Tugas:
[a] Dalam teks tentang paradigma sains, gejala apa yang disebut ditangani oleh teori kuantum?
[b] Ketik ulang persis bagian teks tentang paradigma sains di antara "Pada prinsipnya, gejala" dan "abad ke – 20.", termasuk kedua batas itu.

Teks:
■ ■ ■ ■ ■ ■ ■
Pada prinsipnya, gejala baru bisa muncul tanpa menimbulkan kehancuran pada bagian manapun dari praktek sains yang lalu. Meskipun penemuan kehidupan pada bulan sekarang akan menghancurkan paradigma – paradigma yang ada (paradigma – paradigma itu mengatakan kepada kita tentang bulan yang tampaknya tidak selaras dengan kehadiran kehidupan disana), penemuan kehidupan pada bagian yang kurang begitu dikenal dari galaksi ini tidak demikian. Begitupula suatu teori baru tidak perlu bertentangan dengan teori manapun yang menjadi pendahulunya. Ia bisa saja menangani semata – mata gejala yang tidak dikenal sebelumnya seperti teori kuantum menangani (tetapi secara siknifikan dan eksklusif) gejala subatomik  yang tidak dikenal sebelum abad ke – 20.
■ ■ ■ ■ ■ ■ ■
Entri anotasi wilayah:
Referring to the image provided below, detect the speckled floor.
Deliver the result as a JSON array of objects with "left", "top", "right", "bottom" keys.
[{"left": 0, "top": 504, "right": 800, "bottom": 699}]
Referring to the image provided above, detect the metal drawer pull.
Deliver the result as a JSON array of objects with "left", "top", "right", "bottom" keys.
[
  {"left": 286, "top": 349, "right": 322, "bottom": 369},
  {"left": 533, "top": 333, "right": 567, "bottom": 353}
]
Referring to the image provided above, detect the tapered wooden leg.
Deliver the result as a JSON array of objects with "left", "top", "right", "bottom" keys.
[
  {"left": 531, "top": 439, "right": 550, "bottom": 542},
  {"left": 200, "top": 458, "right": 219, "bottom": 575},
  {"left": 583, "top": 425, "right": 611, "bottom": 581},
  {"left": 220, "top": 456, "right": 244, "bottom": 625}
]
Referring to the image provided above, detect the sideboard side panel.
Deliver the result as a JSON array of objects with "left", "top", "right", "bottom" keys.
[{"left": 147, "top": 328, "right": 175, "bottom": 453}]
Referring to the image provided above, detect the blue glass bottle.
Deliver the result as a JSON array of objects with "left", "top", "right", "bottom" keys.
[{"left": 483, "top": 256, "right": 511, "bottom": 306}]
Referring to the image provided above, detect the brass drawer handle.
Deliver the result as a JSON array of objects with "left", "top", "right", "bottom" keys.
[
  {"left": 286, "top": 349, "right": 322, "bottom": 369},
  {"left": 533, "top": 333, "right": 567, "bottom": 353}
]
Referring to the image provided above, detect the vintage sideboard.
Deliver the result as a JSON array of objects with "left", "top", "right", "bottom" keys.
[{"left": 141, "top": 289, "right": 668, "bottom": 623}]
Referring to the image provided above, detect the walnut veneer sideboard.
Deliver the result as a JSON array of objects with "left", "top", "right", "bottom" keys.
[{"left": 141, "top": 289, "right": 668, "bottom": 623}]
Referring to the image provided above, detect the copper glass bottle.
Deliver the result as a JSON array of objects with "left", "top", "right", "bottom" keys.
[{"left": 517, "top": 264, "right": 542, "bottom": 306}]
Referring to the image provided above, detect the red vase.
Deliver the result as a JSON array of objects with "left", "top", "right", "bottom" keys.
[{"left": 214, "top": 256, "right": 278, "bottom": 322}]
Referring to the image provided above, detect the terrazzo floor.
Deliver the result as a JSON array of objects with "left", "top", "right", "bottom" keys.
■ ■ ■ ■ ■ ■ ■
Jawaban yang Diharapkan:
[a] Gejala subatomik yang tidak dikenal sebelum abad ke-20.

[b]
Pada prinsipnya, gejala baru bisa muncul tanpa menimbulkan kehancuran pada bagian manapun dari praktek sains yang lalu. Meskipun penemuan kehidupan pada bulan sekarang akan menghancurkan paradigma – paradigma yang ada (paradigma – paradigma itu mengatakan kepada kita tentang bulan yang tampaknya tidak selaras dengan kehadiran kehidupan disana), penemuan kehidupan pada bagian yang kurang begitu dikenal dari galaksi ini tidak demikian. Begitupula suatu teori baru tidak perlu bertentangan dengan teori manapun yang menjadi pendahulunya. Ia bisa saja menangani semata – mata gejala yang tidak dikenal sebelumnya seperti teori kuantum menangani (tetapi secara siknifikan dan eksklusif) gejala subatomik  yang tidak dikenal sebelum abad ke – 20.